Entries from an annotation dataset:
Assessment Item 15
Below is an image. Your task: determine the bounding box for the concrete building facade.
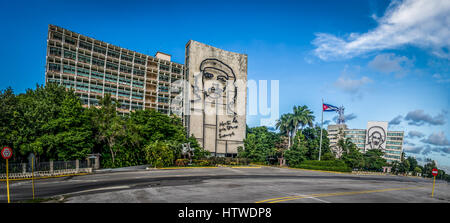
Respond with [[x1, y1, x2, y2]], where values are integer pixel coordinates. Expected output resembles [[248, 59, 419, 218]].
[[327, 121, 404, 162], [45, 25, 247, 157], [185, 40, 247, 157], [45, 25, 184, 117]]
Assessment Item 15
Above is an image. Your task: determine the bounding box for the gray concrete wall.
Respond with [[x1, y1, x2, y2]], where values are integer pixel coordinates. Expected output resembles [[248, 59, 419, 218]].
[[186, 40, 247, 154]]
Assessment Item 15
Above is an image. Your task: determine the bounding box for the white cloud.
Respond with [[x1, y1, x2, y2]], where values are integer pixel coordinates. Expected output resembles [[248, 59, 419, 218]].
[[369, 53, 413, 77], [313, 0, 450, 60], [421, 131, 450, 146], [433, 74, 450, 83], [334, 76, 373, 95]]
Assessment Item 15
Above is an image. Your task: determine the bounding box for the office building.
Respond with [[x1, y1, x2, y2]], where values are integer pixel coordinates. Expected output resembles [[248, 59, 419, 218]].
[[328, 121, 404, 162], [45, 25, 184, 117], [45, 25, 247, 157]]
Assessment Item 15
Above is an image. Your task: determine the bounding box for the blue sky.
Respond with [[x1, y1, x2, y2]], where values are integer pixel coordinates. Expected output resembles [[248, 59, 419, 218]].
[[0, 0, 450, 172]]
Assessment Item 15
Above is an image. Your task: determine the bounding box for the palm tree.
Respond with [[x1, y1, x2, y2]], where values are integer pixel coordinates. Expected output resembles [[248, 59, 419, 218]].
[[292, 105, 315, 143], [275, 113, 294, 148]]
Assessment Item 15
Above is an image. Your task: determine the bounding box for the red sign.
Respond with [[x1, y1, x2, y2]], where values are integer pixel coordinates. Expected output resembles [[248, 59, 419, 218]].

* Instructions to follow *
Reproduce all of the records above, substituting "Evaluation Item" for every occurrence of "Assessment Item" and leaving everything else unchanged. Omit the pictures from the reproduction.

* Finished answer *
Evaluation Item 15
Below is an image. Your task: determine the bounding box for the concrete building facade.
Respond with [[x1, y1, x2, y2]], where values are integer pixel coordinates. Expected output resembles [[248, 59, 419, 218]].
[[327, 121, 404, 162], [45, 25, 247, 157], [185, 40, 247, 157], [45, 25, 184, 117]]
Evaluation Item 15
Above is an image. Your task: determine the bounding box for the gray concrete wall.
Respond with [[x1, y1, x2, y2]], where values are integer pixel coordinates. Expected output resembles [[248, 59, 419, 218]].
[[186, 40, 247, 154]]
Evaluation Item 15
Above is an image. Your task: determine the bounding box for the white cloud.
Respond with [[x1, y1, x2, y2]], where values are integer pixel coordinates. Expected output resembles [[248, 59, 419, 218]].
[[369, 53, 413, 77], [313, 0, 450, 60], [421, 131, 450, 146], [433, 74, 450, 83], [334, 76, 373, 95]]
Evaluation Item 15
Above is an image. Your task: determine the bounding box for the office building.
Respond with [[x1, y1, x2, y2]], where values are integer pixel coordinates. Expected output resembles [[248, 59, 419, 218]].
[[328, 121, 404, 162], [45, 25, 184, 117], [45, 25, 247, 157]]
Evaluation Item 15
Above is an image. Your task: determine the bounding box for the blue sky.
Respond with [[x1, y1, x2, y2]], where values are integer pixel coordinates. Expected output resembles [[248, 59, 419, 218]].
[[0, 0, 450, 172]]
Evaluation Item 15
Above is an image. Your task: determine the bounding box for the palm tree.
Respond with [[x1, y1, x2, y2]], where values are integer pixel coordinates. Expected output resembles [[248, 59, 419, 218]].
[[292, 105, 315, 143], [275, 113, 294, 148]]
Evaluation Item 15
Above is an image. Your task: determine the bounding box for the red sign.
Respond with [[x1, y1, x2, y2]], where values are integer pixel coordinates. Expected output resembles [[248, 59, 419, 218]].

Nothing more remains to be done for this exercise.